*Short task:* Copy out the data below word for word, from the line with "task: outline the grass" to the line with "99 L 68 128", including both of those lines.

◆ ◆ ◆ ◆ ◆ ◆ ◆

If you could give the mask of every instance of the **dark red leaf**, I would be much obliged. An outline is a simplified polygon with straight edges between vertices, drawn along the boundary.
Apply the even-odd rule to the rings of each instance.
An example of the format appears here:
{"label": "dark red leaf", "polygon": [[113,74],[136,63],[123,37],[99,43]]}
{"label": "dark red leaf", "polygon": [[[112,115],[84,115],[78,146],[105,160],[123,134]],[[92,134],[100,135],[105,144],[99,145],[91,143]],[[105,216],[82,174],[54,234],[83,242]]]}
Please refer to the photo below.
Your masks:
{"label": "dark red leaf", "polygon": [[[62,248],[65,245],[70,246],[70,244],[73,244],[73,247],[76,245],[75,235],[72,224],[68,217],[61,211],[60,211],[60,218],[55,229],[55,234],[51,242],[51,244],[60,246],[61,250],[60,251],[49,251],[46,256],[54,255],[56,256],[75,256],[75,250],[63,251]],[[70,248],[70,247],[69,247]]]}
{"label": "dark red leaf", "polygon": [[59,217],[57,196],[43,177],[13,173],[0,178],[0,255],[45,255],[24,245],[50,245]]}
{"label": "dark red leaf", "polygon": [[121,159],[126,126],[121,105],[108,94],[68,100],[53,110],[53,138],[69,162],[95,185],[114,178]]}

◆ ◆ ◆ ◆ ◆ ◆ ◆

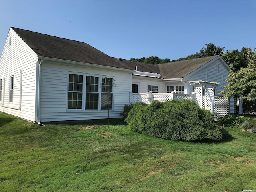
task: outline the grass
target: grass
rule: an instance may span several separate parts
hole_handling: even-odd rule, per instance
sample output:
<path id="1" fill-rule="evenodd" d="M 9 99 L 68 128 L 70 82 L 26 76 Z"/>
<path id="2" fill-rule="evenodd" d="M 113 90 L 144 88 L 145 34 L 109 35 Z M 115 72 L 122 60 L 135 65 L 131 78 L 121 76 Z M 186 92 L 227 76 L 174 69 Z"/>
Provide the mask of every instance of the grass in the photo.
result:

◆ ◆ ◆ ◆ ◆ ◆ ◆

*Reply:*
task: outline the grass
target: grass
rule: an instance may span several separate parts
hole_handling: even-odd rule, per instance
sample output:
<path id="1" fill-rule="evenodd" d="M 9 99 L 68 128 L 70 82 L 26 76 Z"/>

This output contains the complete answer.